■ **Exercise requirements**
1 - From the news report on the Gaza cease-fire talks, extract the passage that runs from "Dahlan proposed that" to "Palestinians' administrative center.".
2 - Answer these questions from the news report on the Gaza cease-fire talks:
(a) Which Israeli official did Mohammed Dahlan hold talks with?
(b) In which city did Hosni Mubarak speak to reporters?
(c) From which areas did Shaul Mofaz confirm he is considering a withdrawal?
3 - List every person named in the news report on the Gaza cease-fire talks.

== Text segment

Obtaining the militants' support for a cease-fire is crucial for implementing a U.S.-backed peace plan. Expectations were running high Sunday that this time, Egypt would succeed in getting the armed groups to sign on to a truce, after several failed attempts in recent months.
The Egyptian mediators arrived just hours after the Palestinian security chief, Mohammed Dahlan, held talks with a senior Israeli defense official, Maj. Gen. Amos Gilad.
"We are helping the two sides, the Israelis and the Palestinians, with the aim of easing tension and sitting at the negotiation table," Egyptian President Hosni Mubarak told reporters in Cairo. "Israeli efforts are also needed. Therefore, Israeli Prime Minister Ariel Sharon should help because this will be in the interest of his people's peace and the Palestinians as well."
Dahlan proposed that Israeli troops withdraw from large areas of Gaza, to positions held before the outbreak of fighting in September 2000. Dahlan also asked Israel to pull out of the West Bank towns of Bethlehem and Ramallah, the Palestinians' administrative center.
Israeli Defense Minister Shaul Mofaz confirmed Sunday that he is considering a withdrawal from Bethlehem and parts of Gaza. "There are detailed conversations," a Cabinet official quoted Mofaz as telling Cabinet ministers in a weekly meeting. "We are getting into logistical details of where the borders are and who is in charge of which areas."

====
== Data listing

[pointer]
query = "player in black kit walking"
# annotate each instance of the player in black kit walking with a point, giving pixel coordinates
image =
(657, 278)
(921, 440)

====

■ **Outputs**
1 -
Dahlan proposed that Israeli troops withdraw from large areas of Gaza, to positions held before the outbreak of fighting in September 2000. Dahlan also asked Israel to pull out of the West Bank towns of Bethlehem and Ramallah, the Palestinians' administrative center.

2 -
(a) Maj. Gen. Amos Gilad, a senior Israeli defense official.
(b) Cairo.
(c) Bethlehem and parts of Gaza.

3 -
Mohammed Dahlan
Amos Gilad
Hosni Mubarak
Ariel Sharon
Shaul Mofaz